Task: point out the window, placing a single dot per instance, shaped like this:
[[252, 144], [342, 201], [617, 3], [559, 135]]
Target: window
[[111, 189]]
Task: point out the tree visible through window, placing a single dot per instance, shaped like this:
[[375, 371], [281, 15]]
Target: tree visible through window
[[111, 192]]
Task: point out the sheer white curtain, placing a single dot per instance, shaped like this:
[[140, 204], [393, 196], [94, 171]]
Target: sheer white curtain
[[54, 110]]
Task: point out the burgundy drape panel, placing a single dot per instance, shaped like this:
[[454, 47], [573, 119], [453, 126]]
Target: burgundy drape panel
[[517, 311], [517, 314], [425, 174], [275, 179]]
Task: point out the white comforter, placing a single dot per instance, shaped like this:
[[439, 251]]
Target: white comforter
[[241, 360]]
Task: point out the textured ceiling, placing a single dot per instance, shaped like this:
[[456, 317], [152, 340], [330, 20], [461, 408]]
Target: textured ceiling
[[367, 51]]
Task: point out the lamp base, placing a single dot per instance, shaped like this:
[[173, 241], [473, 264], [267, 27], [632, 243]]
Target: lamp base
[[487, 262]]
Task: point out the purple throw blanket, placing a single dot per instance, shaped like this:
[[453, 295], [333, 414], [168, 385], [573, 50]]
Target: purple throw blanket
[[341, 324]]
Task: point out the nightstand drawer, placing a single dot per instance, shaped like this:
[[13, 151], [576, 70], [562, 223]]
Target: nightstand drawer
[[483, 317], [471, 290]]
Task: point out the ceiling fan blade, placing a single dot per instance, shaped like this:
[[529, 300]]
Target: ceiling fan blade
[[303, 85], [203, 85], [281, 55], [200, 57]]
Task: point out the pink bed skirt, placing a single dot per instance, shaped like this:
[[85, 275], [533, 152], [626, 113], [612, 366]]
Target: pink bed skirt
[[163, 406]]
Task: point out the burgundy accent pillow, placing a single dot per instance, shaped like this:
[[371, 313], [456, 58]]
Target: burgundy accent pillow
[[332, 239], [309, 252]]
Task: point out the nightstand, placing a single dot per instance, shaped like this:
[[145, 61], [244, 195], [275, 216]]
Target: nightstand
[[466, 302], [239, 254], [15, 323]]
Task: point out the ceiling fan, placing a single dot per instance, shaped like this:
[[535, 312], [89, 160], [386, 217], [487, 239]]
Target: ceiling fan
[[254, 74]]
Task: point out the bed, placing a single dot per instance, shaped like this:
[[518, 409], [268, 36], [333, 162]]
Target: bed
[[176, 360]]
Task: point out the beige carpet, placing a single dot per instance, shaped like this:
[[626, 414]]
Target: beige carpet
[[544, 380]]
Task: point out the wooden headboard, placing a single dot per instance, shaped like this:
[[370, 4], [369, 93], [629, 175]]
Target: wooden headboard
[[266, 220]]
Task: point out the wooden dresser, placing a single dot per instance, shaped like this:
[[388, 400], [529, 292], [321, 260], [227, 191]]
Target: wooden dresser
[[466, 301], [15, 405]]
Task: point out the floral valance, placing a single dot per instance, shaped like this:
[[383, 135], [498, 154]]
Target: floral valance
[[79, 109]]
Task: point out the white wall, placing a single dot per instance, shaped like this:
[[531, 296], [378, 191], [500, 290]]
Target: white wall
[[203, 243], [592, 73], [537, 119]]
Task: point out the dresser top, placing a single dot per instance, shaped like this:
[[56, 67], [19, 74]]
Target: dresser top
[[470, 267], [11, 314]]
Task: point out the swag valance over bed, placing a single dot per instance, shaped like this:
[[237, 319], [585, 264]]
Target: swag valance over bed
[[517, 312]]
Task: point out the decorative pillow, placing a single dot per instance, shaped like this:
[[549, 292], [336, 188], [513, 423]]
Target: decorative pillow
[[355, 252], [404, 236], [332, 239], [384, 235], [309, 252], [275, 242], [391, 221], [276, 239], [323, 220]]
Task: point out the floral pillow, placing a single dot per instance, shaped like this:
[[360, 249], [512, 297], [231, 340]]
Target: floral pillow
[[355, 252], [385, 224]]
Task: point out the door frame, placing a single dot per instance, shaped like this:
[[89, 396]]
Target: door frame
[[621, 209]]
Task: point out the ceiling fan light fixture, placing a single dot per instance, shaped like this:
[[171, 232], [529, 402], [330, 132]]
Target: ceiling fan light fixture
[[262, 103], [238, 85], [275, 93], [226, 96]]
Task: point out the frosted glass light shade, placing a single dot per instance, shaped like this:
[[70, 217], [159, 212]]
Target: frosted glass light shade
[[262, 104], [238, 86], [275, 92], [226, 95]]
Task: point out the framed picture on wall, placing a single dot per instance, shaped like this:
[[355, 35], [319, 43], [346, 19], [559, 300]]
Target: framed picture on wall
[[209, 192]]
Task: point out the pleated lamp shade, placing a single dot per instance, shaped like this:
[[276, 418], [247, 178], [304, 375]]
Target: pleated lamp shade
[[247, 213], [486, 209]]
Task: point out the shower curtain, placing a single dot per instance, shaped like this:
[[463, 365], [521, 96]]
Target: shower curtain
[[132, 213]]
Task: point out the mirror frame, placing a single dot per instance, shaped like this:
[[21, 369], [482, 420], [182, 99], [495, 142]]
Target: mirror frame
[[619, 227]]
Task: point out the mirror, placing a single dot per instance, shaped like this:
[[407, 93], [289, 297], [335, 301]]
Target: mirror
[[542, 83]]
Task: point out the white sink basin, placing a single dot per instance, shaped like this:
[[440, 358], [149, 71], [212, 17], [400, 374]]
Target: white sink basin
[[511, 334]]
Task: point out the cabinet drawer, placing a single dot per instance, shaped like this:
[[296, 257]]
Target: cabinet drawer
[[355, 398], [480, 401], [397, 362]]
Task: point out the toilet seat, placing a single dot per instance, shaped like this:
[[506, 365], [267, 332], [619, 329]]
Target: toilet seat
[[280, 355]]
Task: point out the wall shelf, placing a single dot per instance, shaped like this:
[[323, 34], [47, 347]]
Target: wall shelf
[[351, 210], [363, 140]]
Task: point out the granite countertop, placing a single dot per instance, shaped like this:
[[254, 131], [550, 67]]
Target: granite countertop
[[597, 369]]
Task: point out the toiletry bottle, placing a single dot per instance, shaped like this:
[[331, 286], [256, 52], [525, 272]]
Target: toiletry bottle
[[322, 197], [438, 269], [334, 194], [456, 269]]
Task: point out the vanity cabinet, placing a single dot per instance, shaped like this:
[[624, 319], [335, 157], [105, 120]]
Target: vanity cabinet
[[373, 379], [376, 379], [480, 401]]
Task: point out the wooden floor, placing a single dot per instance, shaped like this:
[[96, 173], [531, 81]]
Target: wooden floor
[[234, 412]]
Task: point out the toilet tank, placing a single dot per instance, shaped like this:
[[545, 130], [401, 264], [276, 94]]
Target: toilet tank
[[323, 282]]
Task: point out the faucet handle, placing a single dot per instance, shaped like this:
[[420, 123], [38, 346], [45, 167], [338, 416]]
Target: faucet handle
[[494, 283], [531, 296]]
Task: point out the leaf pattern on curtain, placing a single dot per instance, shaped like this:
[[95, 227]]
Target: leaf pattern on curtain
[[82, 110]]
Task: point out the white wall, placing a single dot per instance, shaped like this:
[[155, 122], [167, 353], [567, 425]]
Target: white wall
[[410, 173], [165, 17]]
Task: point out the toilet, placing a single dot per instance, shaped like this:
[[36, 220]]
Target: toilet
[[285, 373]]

##############################

▶ _DIRECTIONS_
Would you copy, unchanged, the stretch of the records above that begins at the line containing "Target: lamp base" and ends at the line containing "[[371, 313], [456, 58]]", and only that?

▶ _RESPONSE_
Target: lamp base
[[487, 262]]
Task: point out the purple throw blanket, placing a single dot per instance, shaped like this:
[[453, 295], [333, 414], [168, 385], [573, 50]]
Target: purple throw blanket
[[341, 324]]
Task: point out the nightstand drawer, placing a single dot per instance, shaped like this:
[[13, 151], [576, 70], [562, 223]]
Target: nightstand drawer
[[483, 317], [471, 290]]
Task: point out the ceiling fan blade, placing a single dot per instance, shaped like this:
[[529, 300]]
Target: ceiling fan blade
[[303, 85], [203, 85], [281, 55], [200, 57]]
Task: point out the pink bed skirt, placing a single dot per instance, shaped like this:
[[85, 275], [533, 152], [626, 113], [612, 366]]
Target: pink bed skirt
[[163, 406]]
Task: point out the burgundy accent pillow, placing a single dot per instance, shaped like this:
[[371, 313], [456, 58]]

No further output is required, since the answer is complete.